___ Entries provided

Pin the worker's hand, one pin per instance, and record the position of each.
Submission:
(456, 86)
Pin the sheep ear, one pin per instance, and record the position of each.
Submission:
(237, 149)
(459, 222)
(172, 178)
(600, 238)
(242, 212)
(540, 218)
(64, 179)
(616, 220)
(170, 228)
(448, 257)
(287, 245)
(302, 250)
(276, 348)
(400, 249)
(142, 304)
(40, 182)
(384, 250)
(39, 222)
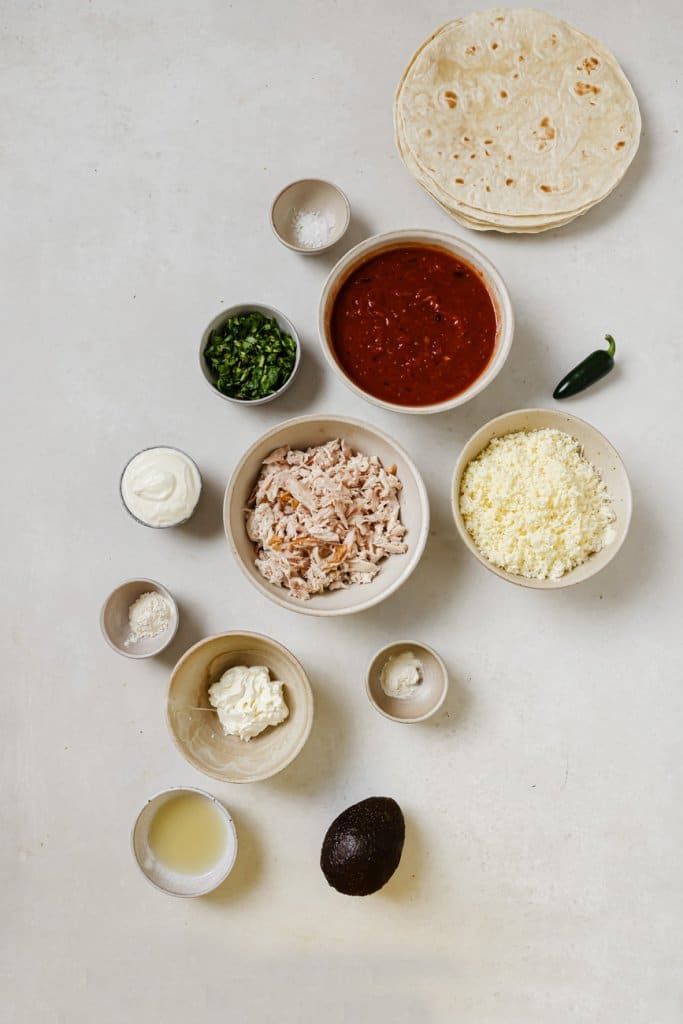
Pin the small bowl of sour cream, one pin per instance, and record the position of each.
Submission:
(407, 681)
(310, 216)
(160, 486)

______

The material above should be repeated word for word, with every picture omitted.

Written response ::
Pin the worker's hand, one pin per instance, and record the position of each.
Submission:
(456, 86)
Pin the sheep ear, one pin per instance, and record the position of each.
Submission:
(237, 149)
(459, 222)
(172, 178)
(600, 238)
(242, 212)
(540, 218)
(64, 179)
(616, 220)
(170, 228)
(448, 257)
(287, 245)
(302, 250)
(276, 348)
(400, 249)
(142, 304)
(40, 182)
(384, 250)
(39, 222)
Pin the small bowl of sour cream, one pin per instance, and record the position of each.
Submission:
(407, 681)
(310, 216)
(160, 486)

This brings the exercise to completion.